Find each line in the records below that contains the word "beige", and copy those lines.

## PROVIDED DATA
=-=-=-=-=
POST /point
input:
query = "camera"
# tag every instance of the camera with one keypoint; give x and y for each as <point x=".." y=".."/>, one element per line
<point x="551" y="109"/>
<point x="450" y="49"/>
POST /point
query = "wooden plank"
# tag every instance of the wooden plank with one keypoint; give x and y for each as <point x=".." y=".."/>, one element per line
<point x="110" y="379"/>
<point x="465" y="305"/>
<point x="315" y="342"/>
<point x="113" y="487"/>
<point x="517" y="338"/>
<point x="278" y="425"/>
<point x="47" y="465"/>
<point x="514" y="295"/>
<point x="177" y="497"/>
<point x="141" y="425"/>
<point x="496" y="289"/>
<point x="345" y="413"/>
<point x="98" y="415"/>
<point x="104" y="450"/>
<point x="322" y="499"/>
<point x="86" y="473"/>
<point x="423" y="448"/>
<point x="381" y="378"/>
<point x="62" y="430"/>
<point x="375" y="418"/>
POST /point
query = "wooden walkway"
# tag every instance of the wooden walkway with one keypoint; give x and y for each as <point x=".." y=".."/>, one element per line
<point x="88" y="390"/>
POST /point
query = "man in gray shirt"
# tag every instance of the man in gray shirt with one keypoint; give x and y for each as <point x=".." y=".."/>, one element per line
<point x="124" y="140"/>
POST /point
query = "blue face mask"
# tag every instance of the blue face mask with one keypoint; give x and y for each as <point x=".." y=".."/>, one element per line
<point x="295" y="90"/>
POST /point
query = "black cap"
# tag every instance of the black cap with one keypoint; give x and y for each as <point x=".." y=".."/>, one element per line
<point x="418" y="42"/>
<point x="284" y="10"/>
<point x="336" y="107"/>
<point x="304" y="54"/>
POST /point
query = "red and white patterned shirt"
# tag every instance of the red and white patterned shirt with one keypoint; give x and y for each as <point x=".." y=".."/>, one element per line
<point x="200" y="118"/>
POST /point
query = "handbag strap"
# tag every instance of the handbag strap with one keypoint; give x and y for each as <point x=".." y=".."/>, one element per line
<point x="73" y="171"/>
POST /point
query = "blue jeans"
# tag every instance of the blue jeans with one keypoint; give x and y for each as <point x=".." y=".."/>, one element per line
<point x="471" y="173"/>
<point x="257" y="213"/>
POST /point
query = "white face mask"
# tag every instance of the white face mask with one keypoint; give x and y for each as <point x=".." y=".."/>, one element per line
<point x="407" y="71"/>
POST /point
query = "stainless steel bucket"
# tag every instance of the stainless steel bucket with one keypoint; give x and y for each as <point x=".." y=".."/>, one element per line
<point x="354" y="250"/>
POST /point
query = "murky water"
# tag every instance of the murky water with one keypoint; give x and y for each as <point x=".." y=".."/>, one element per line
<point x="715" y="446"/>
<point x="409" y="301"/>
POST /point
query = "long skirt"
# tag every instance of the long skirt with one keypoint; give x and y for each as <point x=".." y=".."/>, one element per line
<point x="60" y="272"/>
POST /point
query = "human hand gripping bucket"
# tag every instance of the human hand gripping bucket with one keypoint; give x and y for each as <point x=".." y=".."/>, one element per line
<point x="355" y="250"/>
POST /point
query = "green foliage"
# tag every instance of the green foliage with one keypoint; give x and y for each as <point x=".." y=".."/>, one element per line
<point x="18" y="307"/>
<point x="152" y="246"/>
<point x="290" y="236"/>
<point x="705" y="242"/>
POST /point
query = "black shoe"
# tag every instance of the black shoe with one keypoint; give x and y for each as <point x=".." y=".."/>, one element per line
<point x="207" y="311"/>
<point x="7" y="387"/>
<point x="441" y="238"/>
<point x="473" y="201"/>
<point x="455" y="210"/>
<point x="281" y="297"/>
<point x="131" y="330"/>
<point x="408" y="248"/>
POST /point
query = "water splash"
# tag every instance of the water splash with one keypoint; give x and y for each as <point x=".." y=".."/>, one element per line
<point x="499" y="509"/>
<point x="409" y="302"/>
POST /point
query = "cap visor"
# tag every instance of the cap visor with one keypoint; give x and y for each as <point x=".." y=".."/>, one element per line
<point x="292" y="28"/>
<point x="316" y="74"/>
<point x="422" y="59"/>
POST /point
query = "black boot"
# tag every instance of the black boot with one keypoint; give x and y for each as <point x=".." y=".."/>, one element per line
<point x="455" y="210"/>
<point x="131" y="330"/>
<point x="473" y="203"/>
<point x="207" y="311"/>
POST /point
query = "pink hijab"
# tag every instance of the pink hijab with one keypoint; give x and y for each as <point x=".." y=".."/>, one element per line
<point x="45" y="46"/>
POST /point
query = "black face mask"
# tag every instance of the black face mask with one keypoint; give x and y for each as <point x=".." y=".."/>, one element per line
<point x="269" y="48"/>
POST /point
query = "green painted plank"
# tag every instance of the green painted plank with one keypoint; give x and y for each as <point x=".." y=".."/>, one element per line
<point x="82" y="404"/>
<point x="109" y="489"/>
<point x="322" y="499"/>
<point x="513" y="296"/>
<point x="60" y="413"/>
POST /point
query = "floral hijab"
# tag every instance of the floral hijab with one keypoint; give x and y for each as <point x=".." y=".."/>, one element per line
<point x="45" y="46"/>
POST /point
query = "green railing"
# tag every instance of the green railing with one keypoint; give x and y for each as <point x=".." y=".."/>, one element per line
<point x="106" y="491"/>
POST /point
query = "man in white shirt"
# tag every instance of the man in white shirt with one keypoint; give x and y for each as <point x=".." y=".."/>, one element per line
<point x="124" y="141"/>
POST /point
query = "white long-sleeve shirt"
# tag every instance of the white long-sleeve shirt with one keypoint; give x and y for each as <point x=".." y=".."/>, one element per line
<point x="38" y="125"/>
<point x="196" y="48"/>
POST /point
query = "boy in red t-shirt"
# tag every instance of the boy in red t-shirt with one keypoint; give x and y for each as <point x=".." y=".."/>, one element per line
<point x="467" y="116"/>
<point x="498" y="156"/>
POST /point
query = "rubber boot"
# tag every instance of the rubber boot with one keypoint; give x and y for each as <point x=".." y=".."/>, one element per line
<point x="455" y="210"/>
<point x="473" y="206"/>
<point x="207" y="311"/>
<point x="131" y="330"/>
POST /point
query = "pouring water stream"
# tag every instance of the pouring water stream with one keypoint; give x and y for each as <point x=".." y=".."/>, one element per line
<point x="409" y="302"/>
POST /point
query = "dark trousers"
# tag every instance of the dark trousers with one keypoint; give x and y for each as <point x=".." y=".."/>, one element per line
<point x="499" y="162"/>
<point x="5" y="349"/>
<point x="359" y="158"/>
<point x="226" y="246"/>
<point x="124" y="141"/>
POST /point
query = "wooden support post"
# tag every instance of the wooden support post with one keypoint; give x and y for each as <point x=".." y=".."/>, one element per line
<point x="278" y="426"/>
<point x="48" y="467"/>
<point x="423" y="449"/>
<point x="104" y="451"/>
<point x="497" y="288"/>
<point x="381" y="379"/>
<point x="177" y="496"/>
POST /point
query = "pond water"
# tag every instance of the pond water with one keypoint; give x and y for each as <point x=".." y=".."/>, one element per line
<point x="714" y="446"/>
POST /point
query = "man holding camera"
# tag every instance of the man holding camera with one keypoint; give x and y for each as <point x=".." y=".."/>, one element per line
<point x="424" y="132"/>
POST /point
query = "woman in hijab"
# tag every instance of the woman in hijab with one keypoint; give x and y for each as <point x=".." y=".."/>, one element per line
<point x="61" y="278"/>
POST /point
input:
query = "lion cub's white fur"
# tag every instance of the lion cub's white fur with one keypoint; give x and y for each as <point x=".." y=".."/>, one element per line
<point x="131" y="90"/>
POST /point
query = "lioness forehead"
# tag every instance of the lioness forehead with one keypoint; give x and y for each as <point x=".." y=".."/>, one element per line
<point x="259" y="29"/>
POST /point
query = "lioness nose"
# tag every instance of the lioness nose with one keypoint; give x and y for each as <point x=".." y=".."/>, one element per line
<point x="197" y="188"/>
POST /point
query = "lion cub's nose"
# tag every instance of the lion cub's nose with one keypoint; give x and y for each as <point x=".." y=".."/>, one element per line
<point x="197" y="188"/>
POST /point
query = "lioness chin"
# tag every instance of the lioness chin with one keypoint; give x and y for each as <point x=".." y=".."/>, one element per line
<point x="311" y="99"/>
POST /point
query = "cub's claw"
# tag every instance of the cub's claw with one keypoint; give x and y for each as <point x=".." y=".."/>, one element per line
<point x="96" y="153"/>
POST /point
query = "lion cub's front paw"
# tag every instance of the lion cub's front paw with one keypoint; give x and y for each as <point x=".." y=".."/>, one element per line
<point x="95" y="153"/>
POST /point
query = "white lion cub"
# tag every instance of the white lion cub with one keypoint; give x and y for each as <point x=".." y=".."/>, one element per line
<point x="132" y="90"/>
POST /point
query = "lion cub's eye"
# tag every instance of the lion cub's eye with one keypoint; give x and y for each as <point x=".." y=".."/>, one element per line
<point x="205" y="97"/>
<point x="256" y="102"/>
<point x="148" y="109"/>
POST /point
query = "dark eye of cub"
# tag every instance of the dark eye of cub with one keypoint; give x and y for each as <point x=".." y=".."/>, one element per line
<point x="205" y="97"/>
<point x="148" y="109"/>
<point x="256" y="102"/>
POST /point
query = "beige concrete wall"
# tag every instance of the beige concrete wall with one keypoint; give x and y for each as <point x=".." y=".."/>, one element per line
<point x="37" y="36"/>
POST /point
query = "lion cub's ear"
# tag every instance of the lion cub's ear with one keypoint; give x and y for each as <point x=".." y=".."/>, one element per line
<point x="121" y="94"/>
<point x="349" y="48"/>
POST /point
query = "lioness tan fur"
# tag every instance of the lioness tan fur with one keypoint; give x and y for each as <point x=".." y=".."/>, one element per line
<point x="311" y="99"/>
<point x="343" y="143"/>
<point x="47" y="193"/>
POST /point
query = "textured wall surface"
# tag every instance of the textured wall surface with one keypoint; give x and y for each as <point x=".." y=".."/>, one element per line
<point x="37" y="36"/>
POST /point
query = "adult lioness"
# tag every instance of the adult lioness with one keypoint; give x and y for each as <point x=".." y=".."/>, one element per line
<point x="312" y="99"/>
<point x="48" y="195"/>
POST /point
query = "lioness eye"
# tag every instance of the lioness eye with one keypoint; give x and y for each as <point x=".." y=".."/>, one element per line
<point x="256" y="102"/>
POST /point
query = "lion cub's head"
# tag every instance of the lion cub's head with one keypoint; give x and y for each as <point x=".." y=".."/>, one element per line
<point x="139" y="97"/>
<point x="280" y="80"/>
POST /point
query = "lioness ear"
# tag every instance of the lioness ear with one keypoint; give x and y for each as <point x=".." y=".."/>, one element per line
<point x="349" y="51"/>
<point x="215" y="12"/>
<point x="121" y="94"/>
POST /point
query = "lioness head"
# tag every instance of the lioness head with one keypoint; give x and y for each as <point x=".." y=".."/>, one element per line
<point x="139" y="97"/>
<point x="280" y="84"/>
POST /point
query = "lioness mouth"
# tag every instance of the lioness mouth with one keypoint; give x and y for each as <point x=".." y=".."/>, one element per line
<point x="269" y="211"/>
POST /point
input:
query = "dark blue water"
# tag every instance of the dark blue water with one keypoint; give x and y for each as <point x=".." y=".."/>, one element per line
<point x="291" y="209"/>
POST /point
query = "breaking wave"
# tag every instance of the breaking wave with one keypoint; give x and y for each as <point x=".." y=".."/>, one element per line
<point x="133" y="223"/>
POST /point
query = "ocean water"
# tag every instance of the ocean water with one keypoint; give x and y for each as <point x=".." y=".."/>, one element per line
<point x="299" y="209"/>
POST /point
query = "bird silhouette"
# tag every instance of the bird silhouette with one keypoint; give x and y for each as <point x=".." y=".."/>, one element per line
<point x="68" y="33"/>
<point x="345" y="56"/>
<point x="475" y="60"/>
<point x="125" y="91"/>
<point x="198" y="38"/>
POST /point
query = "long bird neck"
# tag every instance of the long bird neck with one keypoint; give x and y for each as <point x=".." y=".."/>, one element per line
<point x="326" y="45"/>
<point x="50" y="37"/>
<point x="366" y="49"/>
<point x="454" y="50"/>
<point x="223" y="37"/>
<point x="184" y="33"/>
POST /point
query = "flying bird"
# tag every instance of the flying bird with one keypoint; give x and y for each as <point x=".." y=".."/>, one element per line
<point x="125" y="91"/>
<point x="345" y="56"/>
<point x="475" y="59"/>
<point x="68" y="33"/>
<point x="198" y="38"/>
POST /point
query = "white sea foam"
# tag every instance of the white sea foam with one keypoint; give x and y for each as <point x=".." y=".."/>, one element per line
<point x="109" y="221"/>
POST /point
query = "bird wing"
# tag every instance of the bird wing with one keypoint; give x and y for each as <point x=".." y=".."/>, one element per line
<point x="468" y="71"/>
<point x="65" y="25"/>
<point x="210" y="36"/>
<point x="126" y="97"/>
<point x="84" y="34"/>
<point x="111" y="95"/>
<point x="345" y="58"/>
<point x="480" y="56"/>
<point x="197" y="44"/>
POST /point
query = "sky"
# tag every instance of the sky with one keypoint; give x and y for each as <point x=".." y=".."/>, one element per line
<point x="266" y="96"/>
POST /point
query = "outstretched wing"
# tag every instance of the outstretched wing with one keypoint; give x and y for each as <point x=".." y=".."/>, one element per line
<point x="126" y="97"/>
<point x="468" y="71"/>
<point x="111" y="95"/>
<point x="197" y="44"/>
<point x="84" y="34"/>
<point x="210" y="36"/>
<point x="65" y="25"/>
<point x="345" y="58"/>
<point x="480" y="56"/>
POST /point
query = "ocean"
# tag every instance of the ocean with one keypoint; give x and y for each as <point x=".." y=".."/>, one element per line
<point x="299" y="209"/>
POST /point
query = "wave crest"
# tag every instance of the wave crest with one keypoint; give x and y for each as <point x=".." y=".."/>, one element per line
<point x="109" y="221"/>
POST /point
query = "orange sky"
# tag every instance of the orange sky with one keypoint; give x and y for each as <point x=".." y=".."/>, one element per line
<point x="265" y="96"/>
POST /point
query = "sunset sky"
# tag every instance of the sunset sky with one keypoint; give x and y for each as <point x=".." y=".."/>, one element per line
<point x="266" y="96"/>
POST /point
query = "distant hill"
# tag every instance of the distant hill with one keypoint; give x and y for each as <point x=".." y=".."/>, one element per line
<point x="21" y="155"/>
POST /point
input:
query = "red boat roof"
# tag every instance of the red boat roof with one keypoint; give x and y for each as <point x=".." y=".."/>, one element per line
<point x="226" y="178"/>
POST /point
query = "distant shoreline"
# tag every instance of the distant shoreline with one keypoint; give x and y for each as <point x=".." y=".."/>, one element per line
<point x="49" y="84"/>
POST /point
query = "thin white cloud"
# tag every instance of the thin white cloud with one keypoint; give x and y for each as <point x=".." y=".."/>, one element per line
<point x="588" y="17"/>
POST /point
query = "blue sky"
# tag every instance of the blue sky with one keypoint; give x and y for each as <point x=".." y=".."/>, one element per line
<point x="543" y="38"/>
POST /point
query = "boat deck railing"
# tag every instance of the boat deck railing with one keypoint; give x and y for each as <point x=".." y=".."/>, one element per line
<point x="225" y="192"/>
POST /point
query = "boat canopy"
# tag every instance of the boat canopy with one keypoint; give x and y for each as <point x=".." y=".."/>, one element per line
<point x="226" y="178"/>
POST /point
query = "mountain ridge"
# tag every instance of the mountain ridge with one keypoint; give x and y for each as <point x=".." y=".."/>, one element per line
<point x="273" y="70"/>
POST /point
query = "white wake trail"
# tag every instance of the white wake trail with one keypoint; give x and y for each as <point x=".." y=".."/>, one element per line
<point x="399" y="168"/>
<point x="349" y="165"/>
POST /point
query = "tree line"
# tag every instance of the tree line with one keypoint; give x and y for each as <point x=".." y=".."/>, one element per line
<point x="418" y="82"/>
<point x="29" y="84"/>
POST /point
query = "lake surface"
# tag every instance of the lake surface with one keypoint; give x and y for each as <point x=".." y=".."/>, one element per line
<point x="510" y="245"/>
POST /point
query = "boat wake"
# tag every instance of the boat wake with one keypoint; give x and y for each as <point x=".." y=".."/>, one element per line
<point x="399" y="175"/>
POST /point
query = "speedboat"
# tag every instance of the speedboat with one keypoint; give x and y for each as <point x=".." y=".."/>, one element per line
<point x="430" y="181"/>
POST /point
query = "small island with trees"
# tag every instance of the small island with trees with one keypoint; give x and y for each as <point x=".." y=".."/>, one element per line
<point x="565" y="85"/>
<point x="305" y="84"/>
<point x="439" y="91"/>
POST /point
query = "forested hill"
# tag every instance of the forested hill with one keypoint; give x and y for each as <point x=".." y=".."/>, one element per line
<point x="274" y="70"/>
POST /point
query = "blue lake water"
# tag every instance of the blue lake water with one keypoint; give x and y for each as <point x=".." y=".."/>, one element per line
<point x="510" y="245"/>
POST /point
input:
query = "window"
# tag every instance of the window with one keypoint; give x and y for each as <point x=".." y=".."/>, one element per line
=-=-=-=-=
## REPLY TO THE TASK
query = "beige concrete wall"
# tag every instance of the beige concrete wall with one keypoint; give x and y for each as <point x=".." y=".."/>, one element per line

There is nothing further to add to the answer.